Raw records

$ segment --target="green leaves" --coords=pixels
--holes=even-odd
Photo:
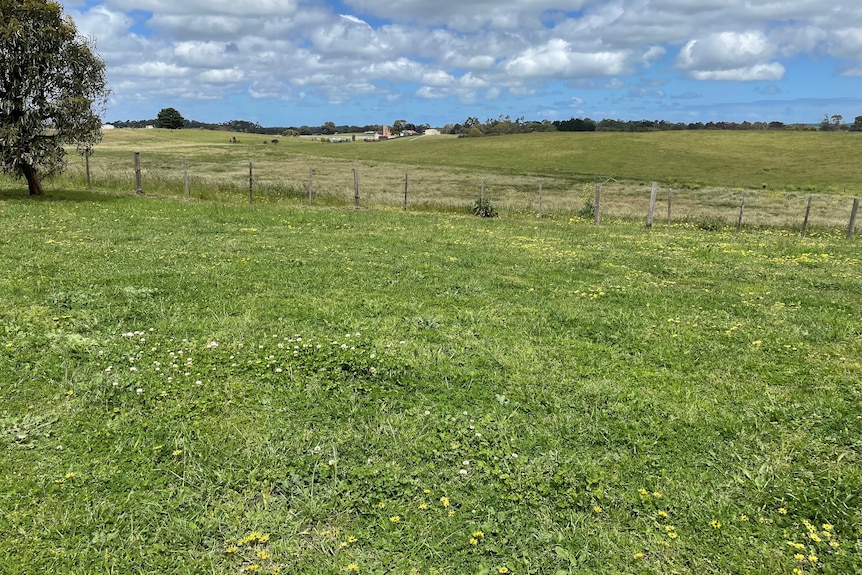
[[[101,139],[105,65],[56,2],[2,0],[0,15],[0,167],[35,195],[63,169],[64,144]]]

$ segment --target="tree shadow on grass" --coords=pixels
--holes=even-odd
[[[23,186],[0,184],[0,202],[111,202],[134,194],[115,192],[88,192],[86,190],[46,189],[42,196],[31,196]]]

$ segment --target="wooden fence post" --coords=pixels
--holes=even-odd
[[[808,216],[811,215],[811,196],[808,196],[808,204],[805,206],[805,218],[802,220],[802,237],[808,233]]]
[[[593,203],[593,212],[595,215],[595,223],[599,225],[601,223],[602,217],[602,185],[596,184],[596,199]]]
[[[135,152],[135,193],[144,195],[144,184],[141,178],[141,153]]]
[[[353,168],[353,202],[359,207],[359,170]]]
[[[88,192],[92,191],[91,186],[90,186],[90,155],[92,153],[93,153],[92,150],[89,150],[89,149],[84,151],[84,166],[87,170],[87,191]]]
[[[670,207],[673,202],[673,190],[667,189],[667,225],[670,225]]]
[[[850,210],[850,225],[847,226],[847,239],[853,239],[856,231],[856,214],[859,212],[859,198],[853,198],[853,208]]]
[[[658,196],[658,182],[652,183],[652,190],[649,194],[649,208],[647,208],[647,227],[652,227],[652,217],[655,214],[655,201]]]
[[[539,184],[539,217],[542,217],[543,206],[542,206],[542,184]]]

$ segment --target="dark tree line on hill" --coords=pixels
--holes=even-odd
[[[172,108],[170,110],[173,110]],[[164,112],[164,110],[163,110]],[[176,114],[179,116],[179,113]],[[223,130],[248,134],[264,134],[273,136],[311,136],[333,135],[346,133],[380,132],[379,124],[364,126],[325,122],[320,126],[261,126],[257,122],[246,120],[231,120],[222,123],[198,122],[182,118],[182,127],[201,130]],[[111,122],[117,128],[145,128],[159,126],[159,119],[125,120]],[[406,120],[396,120],[392,123],[394,133],[402,131],[422,132],[428,124],[412,124]],[[500,115],[488,118],[484,122],[476,117],[469,117],[458,124],[446,124],[440,129],[443,134],[456,134],[462,137],[503,136],[508,134],[526,134],[531,132],[660,132],[670,130],[847,130],[862,132],[862,116],[857,116],[852,124],[843,123],[840,115],[826,116],[820,124],[784,124],[783,122],[668,122],[666,120],[592,120],[590,118],[570,118],[568,120],[525,120],[523,116],[512,118]]]

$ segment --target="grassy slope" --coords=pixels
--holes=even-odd
[[[342,160],[395,162],[506,174],[552,175],[591,180],[605,175],[634,181],[697,182],[711,186],[772,188],[816,186],[862,190],[862,166],[854,159],[859,134],[775,131],[653,133],[549,133],[520,136],[405,138],[368,144],[324,145],[281,138],[263,148],[264,136],[240,135],[240,155],[299,153]],[[222,144],[223,132],[109,132],[104,148],[174,152]],[[256,144],[260,144],[257,146]],[[228,152],[224,152],[228,153]],[[175,157],[175,156],[174,156]]]
[[[75,194],[0,220],[6,572],[858,567],[854,242]]]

## Task details
Pick out every line of the material that contains the word "tree", matching case, and copy those lines.

## Result of the task
$ segment --target="tree shadow on grass" --coords=pixels
$ segment --target="dark tree line on hill" --coords=pixels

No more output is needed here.